START
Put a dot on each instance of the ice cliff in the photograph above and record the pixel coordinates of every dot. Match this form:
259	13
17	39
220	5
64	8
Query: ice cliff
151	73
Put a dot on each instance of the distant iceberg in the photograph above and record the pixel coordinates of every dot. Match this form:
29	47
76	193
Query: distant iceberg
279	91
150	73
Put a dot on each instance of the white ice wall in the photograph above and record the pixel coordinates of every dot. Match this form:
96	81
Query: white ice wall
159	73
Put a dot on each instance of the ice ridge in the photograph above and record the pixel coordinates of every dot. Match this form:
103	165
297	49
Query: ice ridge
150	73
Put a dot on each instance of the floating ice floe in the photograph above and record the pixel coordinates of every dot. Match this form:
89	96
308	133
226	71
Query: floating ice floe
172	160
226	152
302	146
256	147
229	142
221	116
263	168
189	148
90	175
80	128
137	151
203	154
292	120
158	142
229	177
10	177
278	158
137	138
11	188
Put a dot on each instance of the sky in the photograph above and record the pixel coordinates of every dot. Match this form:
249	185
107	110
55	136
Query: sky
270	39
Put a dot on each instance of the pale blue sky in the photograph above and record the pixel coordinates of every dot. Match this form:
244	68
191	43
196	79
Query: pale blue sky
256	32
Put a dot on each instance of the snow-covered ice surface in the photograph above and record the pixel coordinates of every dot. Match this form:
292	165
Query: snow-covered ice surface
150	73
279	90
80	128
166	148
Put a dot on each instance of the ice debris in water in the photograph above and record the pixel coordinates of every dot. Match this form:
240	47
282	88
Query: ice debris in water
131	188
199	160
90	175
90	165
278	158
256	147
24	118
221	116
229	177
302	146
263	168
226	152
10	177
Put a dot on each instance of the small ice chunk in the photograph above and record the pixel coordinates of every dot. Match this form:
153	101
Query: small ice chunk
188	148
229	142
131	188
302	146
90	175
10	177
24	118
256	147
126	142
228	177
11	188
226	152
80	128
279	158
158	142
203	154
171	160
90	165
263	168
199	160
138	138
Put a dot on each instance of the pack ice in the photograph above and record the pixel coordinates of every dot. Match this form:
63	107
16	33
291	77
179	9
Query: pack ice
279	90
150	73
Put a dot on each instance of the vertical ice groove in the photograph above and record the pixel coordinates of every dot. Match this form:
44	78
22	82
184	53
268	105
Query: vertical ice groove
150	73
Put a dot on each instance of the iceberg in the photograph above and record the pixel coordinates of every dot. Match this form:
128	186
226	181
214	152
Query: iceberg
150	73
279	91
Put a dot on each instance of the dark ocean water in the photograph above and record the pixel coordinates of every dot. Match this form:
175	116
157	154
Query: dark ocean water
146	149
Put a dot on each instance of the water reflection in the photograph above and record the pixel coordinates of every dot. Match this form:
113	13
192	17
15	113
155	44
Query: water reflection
END
SET PROBLEM: Write out all of the lines above word for word, keeping every character, space, and line break unchanged.

OUTPUT FOR THIS EXERCISE:
Put a dot on each instance of the ice cliff in the photograph above and record the pixel coordinates of every dot. Match this form:
259	13
17	39
220	5
64	8
Query: ice cliff
151	73
Put a dot on each instance of the distant iceberg in the photograph above and record the pixel coordinates of every dot. Match this form:
29	47
76	193
Query: distant iceberg
279	91
150	73
Put a dot on each instance of the white ice wall in the photograph above and record the pixel coordinates of every dot. Match this form:
96	81
Query: white ice wall
159	73
Put a dot on each instance of the ice ridge in the photograph above and record the pixel coordinates of every dot. Match this form:
103	165
297	49
Query: ice ridge
150	73
Put a dot on each instance of the floating ice floe in the photograph above and record the pixel coordinates of every dot. Match this form:
89	96
308	133
226	71
Query: floating ice floe
172	160
226	152
302	146
256	147
229	142
221	116
263	168
189	148
90	175
80	128
137	151
203	154
292	120
158	142
229	177
10	177
278	158
137	138
11	188
Put a dot on each instance of the sky in the photograph above and record the pixel coordinates of every dot. Match this form:
249	185
107	110
55	136
Query: sky
270	39
Put a dot on each instance of the pale blue sky in the photograph above and record the pixel coordinates of every dot. Match this form:
244	68
191	43
196	79
Query: pale blue sky
256	32
Put a dot on each instance of the snow-covered ice surface in the photograph above and record the pixel coordinates of every dot. Match this form:
292	165
Query: snow-covered ice surface
150	73
279	90
80	128
166	148
Put a dot on each instance of the ice debris in water in the photograph above and record the pixel coordinates of every dot. Match this form:
240	47
282	88
Query: ice debris in water
131	188
199	160
90	175
90	165
278	158
256	147
24	118
221	116
229	177
302	146
263	168
226	152
10	177
Put a dot on each instance of the small ice chunk in the photograph above and record the pixel coordinates of every dot. Match this form:
153	101
Query: small ice chunk
188	148
229	142
131	188
302	146
90	175
10	177
24	118
256	147
126	142
228	177
11	188
226	152
80	128
279	158
158	142
203	154
171	160
90	165
263	168
199	160
138	138
Put a dot on each instance of the pack ice in the photograph above and record the pixel coordinates of every dot. Match this form:
63	107
16	33
291	77
179	9
Query: pack ice
279	90
150	73
Put a dot on each instance of the vertical ice groove in the photograph above and record the pixel coordinates of every dot. Match this form:
44	78
22	82
184	53
268	105
Query: vertical ice groove
150	73
Put a dot on each instance of the iceberg in the photograph above and record the pixel coordinates of every dot. Match this form:
128	186
226	181
214	152
Query: iceberg
150	73
279	91
Put a dot on each instance of the dark ocean water in the photograph above and record the pixel coordinates of every dot. Match this form:
175	116
157	154
Query: dark ocean water
146	149
Put a dot on each instance of the water reflection in the photograph above and record the pixel coordinates of every dot. Match this form:
113	13
192	17
15	113
155	44
Query: water reflection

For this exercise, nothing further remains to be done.